## Brief
Summarize the article on NASA's demonstrator contract with Boeing in two sentences.
Extract provided Start Marker
NASA awards Boeing contract to make and test-fly full-size airliner technology demonstrator

19th January 2023 By: Rebecca Campbell - Creamer Media Senior Deputy Editor

NASA awards Boeing contract to make and test-fly full-size airliner technology demonstrator

Nasa administrator Bill Nelson holds a model of the SFD TTBW test aircraft
Photo by: Nasa

The US National Aeronautics and Space Administration (Nasa) on Wednesday awarded US major aerospace group Boeing a commercial aviation technology development contract, under which the manufacturer will build a full-scale demonstrator aircraft to test and evaluate technologies to reduce fuel expenditure and so also greenhouse-gas emissions. Although globally most famous for its space research, Nasa, as its full name signals, is also one of the world’s top aeronautical research agencies.

Nasa will invest $425-million in the project, with Boeing and its partners contributing up to $725-million more. The project, designated the Sustainable Flight Demonstrator (SFD) programme, seeks to build and fly a single-aisle airliner-sized aircraft to test concepts that could reduce fuel consumption and carbon emissions by up to 30%, in comparison to today’s most efficient such airliners. The aim is that the test programme would be completed by late 2020s. This would allow its results to be fed into the design of the next-generation of single-aisle airliners, expected to enter service in the 2030s.
Extract provided End Marker
Supplied material Start Marker
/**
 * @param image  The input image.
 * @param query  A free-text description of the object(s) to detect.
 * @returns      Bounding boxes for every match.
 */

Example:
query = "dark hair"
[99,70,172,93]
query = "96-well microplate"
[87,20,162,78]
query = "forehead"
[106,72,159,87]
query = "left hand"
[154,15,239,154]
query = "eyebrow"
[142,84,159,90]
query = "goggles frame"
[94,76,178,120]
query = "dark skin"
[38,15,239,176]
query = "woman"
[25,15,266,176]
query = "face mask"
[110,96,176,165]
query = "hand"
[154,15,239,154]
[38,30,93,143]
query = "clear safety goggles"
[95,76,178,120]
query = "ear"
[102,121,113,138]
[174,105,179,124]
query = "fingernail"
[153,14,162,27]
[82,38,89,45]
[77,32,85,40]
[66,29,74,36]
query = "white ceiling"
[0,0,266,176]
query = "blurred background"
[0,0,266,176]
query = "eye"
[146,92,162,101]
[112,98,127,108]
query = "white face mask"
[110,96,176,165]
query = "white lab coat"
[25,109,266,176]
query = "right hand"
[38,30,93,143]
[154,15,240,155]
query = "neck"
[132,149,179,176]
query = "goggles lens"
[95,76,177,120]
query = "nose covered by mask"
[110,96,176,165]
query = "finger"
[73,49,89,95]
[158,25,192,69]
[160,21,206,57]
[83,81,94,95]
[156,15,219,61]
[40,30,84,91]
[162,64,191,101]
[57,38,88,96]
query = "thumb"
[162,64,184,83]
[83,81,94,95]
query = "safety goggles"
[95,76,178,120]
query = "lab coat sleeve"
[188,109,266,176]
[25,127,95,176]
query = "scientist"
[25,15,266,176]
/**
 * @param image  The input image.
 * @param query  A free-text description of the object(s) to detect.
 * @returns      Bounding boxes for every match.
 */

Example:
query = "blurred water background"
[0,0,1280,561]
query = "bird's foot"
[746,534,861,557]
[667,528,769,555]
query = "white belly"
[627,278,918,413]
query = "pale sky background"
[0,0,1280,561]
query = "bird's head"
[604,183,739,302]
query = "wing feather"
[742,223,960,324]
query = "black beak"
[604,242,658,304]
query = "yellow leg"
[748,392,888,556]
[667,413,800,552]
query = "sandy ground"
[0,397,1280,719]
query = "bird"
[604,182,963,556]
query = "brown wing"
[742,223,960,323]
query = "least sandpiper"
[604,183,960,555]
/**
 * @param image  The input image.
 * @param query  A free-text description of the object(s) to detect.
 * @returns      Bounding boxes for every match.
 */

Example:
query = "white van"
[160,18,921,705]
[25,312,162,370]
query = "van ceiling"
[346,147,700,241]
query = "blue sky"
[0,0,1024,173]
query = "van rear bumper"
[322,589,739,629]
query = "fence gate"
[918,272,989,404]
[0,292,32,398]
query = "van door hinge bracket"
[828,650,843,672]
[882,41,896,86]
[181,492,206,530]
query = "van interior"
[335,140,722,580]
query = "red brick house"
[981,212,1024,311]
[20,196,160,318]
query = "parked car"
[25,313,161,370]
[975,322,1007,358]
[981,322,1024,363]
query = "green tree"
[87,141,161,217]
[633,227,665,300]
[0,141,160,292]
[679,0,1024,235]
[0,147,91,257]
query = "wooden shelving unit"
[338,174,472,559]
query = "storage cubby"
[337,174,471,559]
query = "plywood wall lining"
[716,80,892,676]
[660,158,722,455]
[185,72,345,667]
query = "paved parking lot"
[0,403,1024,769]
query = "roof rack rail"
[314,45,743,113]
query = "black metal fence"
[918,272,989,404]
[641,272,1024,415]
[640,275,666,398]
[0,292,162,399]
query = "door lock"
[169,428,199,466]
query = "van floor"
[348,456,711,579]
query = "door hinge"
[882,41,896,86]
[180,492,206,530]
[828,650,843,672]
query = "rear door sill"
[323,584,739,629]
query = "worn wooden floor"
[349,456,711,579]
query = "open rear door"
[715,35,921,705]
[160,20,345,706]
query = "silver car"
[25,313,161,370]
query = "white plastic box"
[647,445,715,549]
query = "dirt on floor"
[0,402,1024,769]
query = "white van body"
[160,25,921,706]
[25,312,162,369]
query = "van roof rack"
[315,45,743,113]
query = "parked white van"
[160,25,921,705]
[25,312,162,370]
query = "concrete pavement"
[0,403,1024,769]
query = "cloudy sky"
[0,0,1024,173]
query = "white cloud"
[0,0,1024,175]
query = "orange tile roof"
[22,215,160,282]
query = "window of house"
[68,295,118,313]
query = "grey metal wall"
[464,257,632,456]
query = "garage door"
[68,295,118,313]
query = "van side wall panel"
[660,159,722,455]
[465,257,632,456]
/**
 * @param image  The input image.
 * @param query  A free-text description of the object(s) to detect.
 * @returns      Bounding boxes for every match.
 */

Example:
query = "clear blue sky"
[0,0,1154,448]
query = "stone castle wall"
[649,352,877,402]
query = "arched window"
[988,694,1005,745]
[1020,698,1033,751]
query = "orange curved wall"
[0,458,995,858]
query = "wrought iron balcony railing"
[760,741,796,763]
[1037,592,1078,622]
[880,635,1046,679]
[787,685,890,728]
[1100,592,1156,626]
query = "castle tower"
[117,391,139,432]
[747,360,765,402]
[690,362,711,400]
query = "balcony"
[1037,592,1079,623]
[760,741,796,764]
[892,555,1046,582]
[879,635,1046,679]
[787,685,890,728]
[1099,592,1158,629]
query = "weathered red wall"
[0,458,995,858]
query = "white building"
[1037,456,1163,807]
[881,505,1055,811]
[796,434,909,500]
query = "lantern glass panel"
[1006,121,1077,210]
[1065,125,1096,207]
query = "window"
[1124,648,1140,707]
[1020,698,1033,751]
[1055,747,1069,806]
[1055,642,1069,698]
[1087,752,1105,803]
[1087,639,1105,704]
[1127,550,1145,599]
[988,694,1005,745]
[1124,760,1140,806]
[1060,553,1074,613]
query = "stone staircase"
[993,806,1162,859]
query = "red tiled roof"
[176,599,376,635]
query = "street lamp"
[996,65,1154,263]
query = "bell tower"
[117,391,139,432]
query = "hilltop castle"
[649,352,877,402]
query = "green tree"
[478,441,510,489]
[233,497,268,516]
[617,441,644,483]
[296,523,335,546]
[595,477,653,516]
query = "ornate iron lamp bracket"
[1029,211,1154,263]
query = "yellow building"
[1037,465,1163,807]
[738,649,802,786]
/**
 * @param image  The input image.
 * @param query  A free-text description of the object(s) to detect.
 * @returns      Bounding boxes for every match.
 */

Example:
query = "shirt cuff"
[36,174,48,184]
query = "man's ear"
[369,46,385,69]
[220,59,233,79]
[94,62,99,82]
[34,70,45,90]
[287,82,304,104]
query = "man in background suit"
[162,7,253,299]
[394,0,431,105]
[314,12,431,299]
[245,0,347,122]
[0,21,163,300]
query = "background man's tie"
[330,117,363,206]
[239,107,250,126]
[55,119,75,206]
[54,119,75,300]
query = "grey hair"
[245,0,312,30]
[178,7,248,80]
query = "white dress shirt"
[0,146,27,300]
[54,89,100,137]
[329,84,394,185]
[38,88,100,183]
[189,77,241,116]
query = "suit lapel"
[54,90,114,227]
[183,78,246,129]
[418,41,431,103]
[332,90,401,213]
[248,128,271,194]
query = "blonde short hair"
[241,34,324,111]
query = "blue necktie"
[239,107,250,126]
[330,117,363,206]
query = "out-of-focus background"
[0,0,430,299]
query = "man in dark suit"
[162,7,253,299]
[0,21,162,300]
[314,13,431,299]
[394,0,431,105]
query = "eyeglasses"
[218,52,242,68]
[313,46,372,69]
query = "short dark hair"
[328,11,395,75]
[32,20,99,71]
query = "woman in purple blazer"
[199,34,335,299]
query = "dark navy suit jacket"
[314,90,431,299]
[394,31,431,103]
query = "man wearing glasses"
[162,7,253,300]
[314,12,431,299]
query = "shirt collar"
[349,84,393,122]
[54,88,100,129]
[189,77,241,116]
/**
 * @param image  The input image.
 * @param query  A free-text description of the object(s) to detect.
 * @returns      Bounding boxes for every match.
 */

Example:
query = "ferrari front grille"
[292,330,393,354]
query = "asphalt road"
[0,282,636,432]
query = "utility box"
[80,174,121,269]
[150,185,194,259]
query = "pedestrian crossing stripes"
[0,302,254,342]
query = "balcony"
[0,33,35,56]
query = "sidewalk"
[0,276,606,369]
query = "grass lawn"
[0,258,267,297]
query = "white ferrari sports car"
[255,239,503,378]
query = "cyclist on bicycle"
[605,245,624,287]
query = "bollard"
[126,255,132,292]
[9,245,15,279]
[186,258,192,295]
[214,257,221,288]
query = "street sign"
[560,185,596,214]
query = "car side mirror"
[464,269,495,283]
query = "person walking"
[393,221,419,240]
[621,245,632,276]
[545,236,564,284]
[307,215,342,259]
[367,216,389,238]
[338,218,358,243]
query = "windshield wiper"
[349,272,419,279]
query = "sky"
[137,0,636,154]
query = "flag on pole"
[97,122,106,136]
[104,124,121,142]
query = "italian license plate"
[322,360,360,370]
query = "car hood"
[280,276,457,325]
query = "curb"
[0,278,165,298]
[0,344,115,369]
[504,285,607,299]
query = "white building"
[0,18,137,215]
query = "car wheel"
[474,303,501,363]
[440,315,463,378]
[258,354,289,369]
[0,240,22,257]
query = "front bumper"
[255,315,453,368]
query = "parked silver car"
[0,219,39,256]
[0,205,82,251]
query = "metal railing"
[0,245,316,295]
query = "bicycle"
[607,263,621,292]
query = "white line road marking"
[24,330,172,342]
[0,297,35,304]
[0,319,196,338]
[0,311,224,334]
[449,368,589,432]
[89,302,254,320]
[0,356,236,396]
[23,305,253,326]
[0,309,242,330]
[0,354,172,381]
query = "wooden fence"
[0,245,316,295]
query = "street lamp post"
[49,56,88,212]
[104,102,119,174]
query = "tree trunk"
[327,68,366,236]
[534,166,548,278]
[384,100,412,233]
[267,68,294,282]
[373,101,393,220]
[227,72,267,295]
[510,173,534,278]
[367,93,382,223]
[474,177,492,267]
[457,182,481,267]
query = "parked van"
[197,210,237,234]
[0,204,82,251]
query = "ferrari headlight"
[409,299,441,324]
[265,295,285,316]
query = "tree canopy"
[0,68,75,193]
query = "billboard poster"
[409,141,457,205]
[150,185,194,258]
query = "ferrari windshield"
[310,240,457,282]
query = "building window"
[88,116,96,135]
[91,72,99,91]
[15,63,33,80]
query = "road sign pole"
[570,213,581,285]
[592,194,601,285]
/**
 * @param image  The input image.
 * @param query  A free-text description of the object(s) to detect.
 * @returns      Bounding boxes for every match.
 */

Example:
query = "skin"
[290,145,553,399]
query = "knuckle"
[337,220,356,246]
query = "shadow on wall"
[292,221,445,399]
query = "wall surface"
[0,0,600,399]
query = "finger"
Supplied material End Marker
## Task result
NASA has awarded Boeing a contract to build and test-fly a full-scale, single-aisle airliner-sized demonstrator aircraft to evaluate technologies that could reduce fuel consumption and carbon emissions by up to 30% compared with today's most efficient such airliners. NASA will invest $425 million in this Sustainable Flight Demonstrator program and Boeing and its partners will contribute up to $725 million more, with testing meant to be completed by the late 2020s so that the results can feed into the design of next-generation single-aisle airliners expected to enter service in the 2030s.